WRITTEN INSTRUCTION - Gather each line of the items below that contains the word "brim", and copy those lines in full.

****

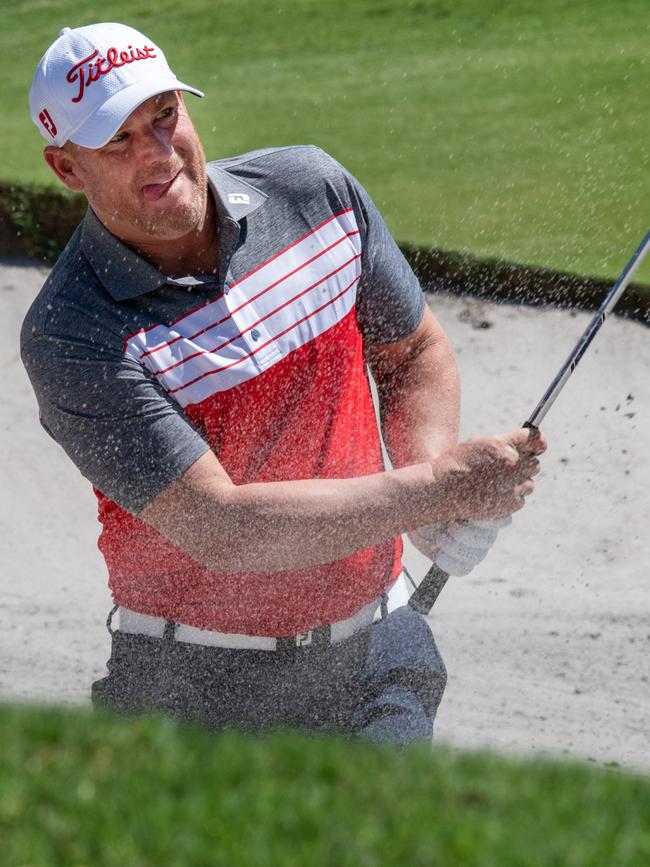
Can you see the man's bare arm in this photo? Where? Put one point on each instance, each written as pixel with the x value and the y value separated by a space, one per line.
pixel 274 526
pixel 419 393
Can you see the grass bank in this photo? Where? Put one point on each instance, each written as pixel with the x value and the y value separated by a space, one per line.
pixel 514 131
pixel 81 789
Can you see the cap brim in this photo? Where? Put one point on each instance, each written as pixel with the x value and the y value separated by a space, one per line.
pixel 102 125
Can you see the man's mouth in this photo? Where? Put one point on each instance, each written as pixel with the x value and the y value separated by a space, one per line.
pixel 152 192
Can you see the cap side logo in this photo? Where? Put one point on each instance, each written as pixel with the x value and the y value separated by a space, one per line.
pixel 90 69
pixel 46 119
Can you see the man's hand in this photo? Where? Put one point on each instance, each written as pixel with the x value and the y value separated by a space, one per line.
pixel 457 548
pixel 487 478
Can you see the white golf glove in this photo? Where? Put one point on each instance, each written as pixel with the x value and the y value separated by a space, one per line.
pixel 457 548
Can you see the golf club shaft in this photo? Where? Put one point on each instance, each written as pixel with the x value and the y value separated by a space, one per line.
pixel 424 598
pixel 588 335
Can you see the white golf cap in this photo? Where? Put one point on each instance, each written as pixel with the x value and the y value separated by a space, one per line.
pixel 90 80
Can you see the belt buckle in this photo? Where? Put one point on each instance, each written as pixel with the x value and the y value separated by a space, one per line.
pixel 310 639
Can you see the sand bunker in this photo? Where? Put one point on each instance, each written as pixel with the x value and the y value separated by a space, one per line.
pixel 547 643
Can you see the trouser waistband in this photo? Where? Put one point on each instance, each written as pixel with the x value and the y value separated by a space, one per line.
pixel 322 636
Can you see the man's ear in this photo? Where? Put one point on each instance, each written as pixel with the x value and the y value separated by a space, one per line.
pixel 64 167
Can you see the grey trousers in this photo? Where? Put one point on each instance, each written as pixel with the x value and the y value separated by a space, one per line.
pixel 384 684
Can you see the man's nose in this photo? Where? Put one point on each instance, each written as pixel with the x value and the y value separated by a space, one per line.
pixel 156 144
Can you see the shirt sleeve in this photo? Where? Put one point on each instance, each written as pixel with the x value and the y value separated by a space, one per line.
pixel 390 303
pixel 119 427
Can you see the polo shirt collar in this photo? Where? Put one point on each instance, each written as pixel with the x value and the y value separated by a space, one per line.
pixel 235 198
pixel 124 273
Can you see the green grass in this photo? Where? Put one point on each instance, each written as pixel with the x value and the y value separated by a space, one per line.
pixel 82 790
pixel 514 130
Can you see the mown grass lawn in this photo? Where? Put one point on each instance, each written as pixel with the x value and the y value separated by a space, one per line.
pixel 82 789
pixel 514 130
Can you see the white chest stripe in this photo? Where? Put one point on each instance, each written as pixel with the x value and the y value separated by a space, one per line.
pixel 281 305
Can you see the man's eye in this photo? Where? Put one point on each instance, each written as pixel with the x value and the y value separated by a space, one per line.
pixel 167 113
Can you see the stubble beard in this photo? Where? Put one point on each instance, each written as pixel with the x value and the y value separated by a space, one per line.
pixel 176 220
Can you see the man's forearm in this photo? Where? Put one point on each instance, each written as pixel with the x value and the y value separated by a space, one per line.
pixel 273 526
pixel 420 402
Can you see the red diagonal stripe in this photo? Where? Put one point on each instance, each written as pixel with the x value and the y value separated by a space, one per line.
pixel 257 268
pixel 266 316
pixel 259 348
pixel 247 301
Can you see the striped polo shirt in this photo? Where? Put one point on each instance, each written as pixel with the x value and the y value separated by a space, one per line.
pixel 137 375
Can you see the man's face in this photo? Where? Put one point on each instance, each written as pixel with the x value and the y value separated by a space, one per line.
pixel 148 183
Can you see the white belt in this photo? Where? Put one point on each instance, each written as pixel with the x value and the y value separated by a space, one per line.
pixel 144 624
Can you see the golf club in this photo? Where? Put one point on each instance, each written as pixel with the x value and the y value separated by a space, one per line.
pixel 424 598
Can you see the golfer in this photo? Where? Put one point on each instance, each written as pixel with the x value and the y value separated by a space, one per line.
pixel 201 351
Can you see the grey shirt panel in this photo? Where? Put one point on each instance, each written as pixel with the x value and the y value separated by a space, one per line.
pixel 123 432
pixel 119 426
pixel 390 301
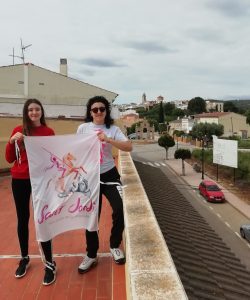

****

TASK ANSWER -
Can you see the cap brim in this photo? Where? Put one point on each instance, each written as pixel with the x value and the y value separated by a space, one per line.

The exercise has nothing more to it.